→ Exercise directions:
Below are the entries; return every line among them that holds the word "window".

→ Extracted material:
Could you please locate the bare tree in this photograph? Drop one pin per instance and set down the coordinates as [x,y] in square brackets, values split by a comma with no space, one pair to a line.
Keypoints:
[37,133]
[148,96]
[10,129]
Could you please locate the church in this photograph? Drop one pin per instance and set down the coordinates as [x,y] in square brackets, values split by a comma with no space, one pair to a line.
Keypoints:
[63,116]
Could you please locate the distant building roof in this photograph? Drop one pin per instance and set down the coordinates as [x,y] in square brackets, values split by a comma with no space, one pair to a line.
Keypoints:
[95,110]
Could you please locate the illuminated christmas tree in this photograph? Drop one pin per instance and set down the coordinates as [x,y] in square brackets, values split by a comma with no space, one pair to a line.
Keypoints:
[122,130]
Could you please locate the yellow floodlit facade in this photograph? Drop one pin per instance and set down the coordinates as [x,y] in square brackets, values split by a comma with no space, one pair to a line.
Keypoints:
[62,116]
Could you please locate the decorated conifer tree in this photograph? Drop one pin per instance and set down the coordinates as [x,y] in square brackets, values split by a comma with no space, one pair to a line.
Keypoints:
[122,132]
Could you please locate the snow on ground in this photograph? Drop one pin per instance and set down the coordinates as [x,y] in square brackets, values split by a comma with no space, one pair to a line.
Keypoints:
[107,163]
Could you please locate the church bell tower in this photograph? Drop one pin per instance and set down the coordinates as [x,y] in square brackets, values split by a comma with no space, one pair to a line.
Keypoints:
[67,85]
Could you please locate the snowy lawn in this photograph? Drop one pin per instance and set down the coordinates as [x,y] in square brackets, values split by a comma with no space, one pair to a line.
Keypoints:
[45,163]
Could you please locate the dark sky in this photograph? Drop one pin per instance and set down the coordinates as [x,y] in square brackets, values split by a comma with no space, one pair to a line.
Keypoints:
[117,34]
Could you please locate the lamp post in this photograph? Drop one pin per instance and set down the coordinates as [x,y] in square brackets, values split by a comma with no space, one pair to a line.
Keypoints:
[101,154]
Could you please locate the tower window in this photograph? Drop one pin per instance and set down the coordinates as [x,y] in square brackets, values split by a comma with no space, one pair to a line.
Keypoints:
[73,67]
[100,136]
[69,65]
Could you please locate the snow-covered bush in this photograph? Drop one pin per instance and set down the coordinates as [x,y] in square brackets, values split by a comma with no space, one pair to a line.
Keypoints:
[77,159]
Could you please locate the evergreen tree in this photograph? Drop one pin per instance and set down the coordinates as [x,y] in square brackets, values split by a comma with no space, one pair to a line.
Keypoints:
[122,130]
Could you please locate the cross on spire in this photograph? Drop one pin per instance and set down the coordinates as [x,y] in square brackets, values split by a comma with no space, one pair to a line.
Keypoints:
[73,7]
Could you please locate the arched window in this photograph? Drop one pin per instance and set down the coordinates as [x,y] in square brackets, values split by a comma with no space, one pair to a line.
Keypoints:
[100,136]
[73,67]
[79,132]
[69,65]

→ Result of the task:
Could you please locate the tower window in this photograph? Drop one pin per instance and set down the coordinates as [x,y] in square brackets, values split by a comma with no space, one pair to a line.
Could you please locate the arched window in this photograph? Drop one pin per instance and set down the coordinates as [x,y] in square brackets, values split by a comma with no space, one pair to a line.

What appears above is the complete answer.